[START OF MATERIAL TO PROCESS]
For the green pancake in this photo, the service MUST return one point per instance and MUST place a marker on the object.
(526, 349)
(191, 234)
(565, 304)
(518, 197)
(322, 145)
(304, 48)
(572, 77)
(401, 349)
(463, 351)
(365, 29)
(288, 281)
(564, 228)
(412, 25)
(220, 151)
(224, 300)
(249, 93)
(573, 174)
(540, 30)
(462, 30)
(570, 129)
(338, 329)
[END OF MATERIAL TO PROCESS]
→ **REQUIRED WORK**:
Return every line of the records above without any change.

→ **THE RESULT**:
For the green pancake in this photo, the service MUST return one point per instance and MUST place a marker on the object.
(526, 349)
(191, 234)
(565, 304)
(518, 197)
(322, 145)
(304, 48)
(572, 77)
(401, 349)
(463, 351)
(365, 29)
(288, 281)
(564, 228)
(412, 25)
(220, 151)
(224, 300)
(249, 93)
(573, 174)
(540, 30)
(462, 30)
(570, 129)
(338, 329)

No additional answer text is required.